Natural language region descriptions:
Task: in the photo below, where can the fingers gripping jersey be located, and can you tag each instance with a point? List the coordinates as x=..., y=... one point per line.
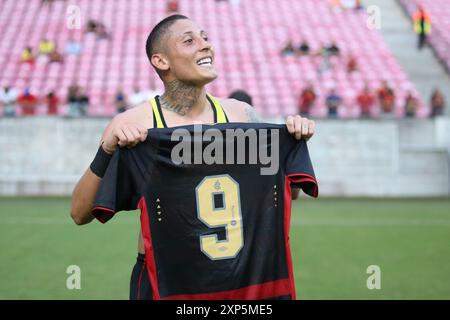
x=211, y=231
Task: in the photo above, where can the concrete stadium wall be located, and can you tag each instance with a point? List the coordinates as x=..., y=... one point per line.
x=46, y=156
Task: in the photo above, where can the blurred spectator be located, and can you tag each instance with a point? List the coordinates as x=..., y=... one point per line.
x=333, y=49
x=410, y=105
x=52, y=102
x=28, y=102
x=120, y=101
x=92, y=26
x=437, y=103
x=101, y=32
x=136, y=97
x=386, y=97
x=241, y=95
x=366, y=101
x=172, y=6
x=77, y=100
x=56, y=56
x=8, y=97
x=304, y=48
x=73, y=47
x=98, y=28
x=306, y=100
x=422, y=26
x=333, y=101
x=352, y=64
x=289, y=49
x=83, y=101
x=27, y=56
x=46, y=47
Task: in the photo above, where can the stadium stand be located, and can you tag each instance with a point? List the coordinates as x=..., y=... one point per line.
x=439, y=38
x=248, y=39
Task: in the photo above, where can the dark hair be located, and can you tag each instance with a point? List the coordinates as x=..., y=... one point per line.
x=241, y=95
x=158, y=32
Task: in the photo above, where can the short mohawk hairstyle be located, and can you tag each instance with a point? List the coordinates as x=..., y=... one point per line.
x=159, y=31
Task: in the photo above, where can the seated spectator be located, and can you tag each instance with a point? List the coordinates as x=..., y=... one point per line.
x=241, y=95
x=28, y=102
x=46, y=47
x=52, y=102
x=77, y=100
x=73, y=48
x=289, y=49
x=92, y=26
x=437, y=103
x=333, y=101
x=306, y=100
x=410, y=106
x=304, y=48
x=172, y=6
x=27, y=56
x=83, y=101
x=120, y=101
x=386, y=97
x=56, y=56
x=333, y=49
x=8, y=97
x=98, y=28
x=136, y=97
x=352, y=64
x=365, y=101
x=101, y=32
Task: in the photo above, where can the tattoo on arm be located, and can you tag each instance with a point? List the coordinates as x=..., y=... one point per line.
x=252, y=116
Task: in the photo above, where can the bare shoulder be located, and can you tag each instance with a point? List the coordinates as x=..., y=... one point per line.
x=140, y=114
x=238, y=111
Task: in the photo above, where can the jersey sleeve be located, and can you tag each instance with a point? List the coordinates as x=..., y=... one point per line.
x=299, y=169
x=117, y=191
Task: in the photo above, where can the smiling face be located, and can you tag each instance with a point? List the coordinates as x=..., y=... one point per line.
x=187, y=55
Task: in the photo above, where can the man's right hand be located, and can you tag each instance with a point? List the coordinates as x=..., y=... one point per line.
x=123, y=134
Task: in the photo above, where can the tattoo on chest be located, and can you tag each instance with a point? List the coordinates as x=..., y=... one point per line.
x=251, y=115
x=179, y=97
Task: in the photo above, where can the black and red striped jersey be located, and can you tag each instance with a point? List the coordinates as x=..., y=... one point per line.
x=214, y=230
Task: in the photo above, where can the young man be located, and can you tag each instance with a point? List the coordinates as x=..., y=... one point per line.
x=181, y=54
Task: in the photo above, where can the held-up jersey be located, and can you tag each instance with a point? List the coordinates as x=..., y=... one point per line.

**BRIEF**
Repeat the line containing "Task: in the photo above, where can the black" and all subsequent lines through the final line of the data, exactly and with no others.

**PROBLEM SOLUTION**
Task: in the photo above, where can the black and red striped jersey be located, and can you tag each instance with a point? List the coordinates as x=..., y=... one point per line.
x=214, y=230
Task: in the photo above, where can the young man be located, and can you tag each instance with a point? List the coordinates as x=..., y=... one point per line.
x=181, y=54
Task: in the photo above, where can the held-up jersey be located, and can you tag each instance with a point? List the coordinates as x=..., y=... one point per line.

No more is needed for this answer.